YOUR ASSIGNMENT: From the text on neural network modeling of sensor variants, extract the passage that begins at the words "The results of" and stops after the words "for DNN modeling.".

TEXT FOR ANALYSIS:

- - -

The number of amino acid substitutions was less than 14.
The measurement uncertainty for log10(G∞) was less than 0.7.
The results of the Hill equation model and the GP model agreed at all 12 IPTG concentrations (see above).
After applying the quality criteria listed above, 47 462 sensor variants remained for DNN modeling.
Amino acid sequences were represented as one-hot encoded vectors of length L=2536, and with mutational paths represented as K × L tensors for a sequence with K substitutions. The logarithm of the Hill equation parameter values were normalized to a standard deviation of 1, and then shifted by the corresponding value of the wild-type sequence in order to correctly represent the prediction goal of the change in each parameter relative to the wild-type. A long-term, short-term recurrent neural network was selected for the underlying model37, with 16 hidden units, a single hidden layer, and hyperbolic tangent (tanh) non-linearities. Inference was performed in pytorch38 using the Adam optimizer39. For EC50 and G0, the contribution of individual data points to the regression loss were weighted inversely proportional to their experimental uncertainty. Model selection was performed with 10-fold cross-validation on the training set (80 % of all available data). Approximate Bayesian inference was performed with the Bayes-by-backprop approach17. Briefly, this substitutes the point-estimate parameters of the neural network with variational approximations to a Bayesian model, represented as a mean and variance of a normal random variable. Effectively, this only doubles the number of parameters in the model. A mixture of two normal distributions was used as a prior for each parameter weight, with the two mixture components having high and low variance respectively. This prior emulates a sparsifying spike-slab prior while remaining tractable for inference based on back-propagation. Posterior means of each weight were used to calculate posterior predictive means, while Monte-Carlo draws from the variational posterior were used to assess posterior predictive intervals.

- - -

ENTRIES PROVIDED:
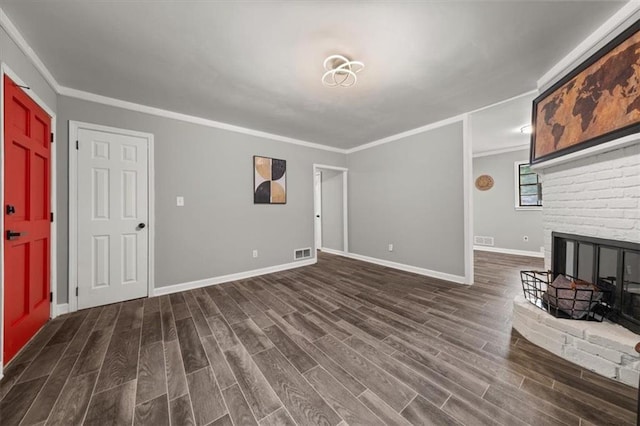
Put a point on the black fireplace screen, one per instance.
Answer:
(611, 265)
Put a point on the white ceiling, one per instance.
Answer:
(498, 127)
(258, 64)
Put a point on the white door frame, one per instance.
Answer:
(345, 207)
(74, 127)
(317, 202)
(5, 70)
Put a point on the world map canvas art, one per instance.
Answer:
(597, 102)
(269, 180)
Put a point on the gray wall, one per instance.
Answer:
(494, 211)
(332, 211)
(219, 226)
(11, 55)
(410, 193)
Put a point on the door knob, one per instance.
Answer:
(12, 235)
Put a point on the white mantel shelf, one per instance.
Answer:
(602, 347)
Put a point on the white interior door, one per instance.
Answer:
(112, 217)
(317, 194)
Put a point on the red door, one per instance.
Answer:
(27, 223)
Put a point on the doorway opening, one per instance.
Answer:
(330, 196)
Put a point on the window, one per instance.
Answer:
(528, 187)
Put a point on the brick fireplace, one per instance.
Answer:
(596, 196)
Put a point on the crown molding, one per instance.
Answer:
(15, 35)
(118, 103)
(458, 118)
(504, 150)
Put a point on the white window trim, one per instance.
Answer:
(516, 187)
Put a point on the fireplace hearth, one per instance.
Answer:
(613, 266)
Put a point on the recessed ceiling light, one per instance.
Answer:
(526, 130)
(340, 71)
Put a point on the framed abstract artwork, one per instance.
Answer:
(595, 103)
(269, 180)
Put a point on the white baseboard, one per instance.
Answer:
(60, 309)
(458, 279)
(510, 251)
(332, 251)
(176, 288)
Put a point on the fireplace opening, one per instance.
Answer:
(611, 265)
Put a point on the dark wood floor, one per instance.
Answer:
(340, 342)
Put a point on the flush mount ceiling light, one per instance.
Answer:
(340, 71)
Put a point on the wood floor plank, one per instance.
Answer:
(108, 316)
(174, 367)
(410, 377)
(114, 406)
(44, 363)
(388, 415)
(223, 421)
(121, 360)
(68, 329)
(47, 397)
(152, 380)
(130, 316)
(152, 413)
(238, 408)
(250, 335)
(79, 340)
(392, 391)
(340, 399)
(221, 370)
(206, 399)
(341, 333)
(168, 322)
(197, 315)
(151, 328)
(278, 418)
(225, 336)
(296, 356)
(422, 412)
(180, 411)
(301, 400)
(209, 309)
(260, 396)
(578, 407)
(16, 403)
(72, 404)
(304, 326)
(11, 376)
(229, 308)
(92, 355)
(193, 354)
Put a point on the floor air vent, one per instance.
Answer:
(302, 254)
(483, 241)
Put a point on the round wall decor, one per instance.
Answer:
(484, 182)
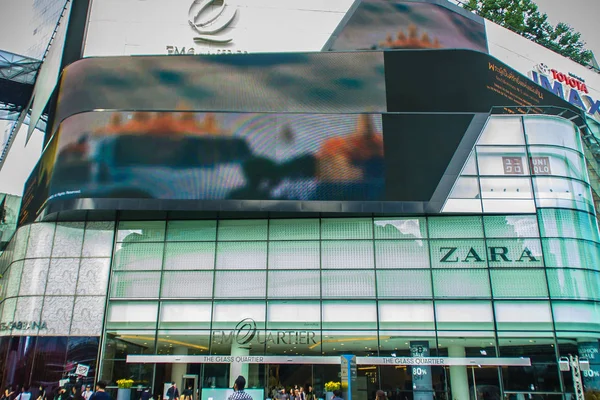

- - -

RESPONSE TO THIS EXERCISE:
The results of the Hill equation model and the GP model agreed at all 12 IPTG concentrations (see above).
After applying the quality criteria listed above, 47 462 sensor variants remained for DNN modeling.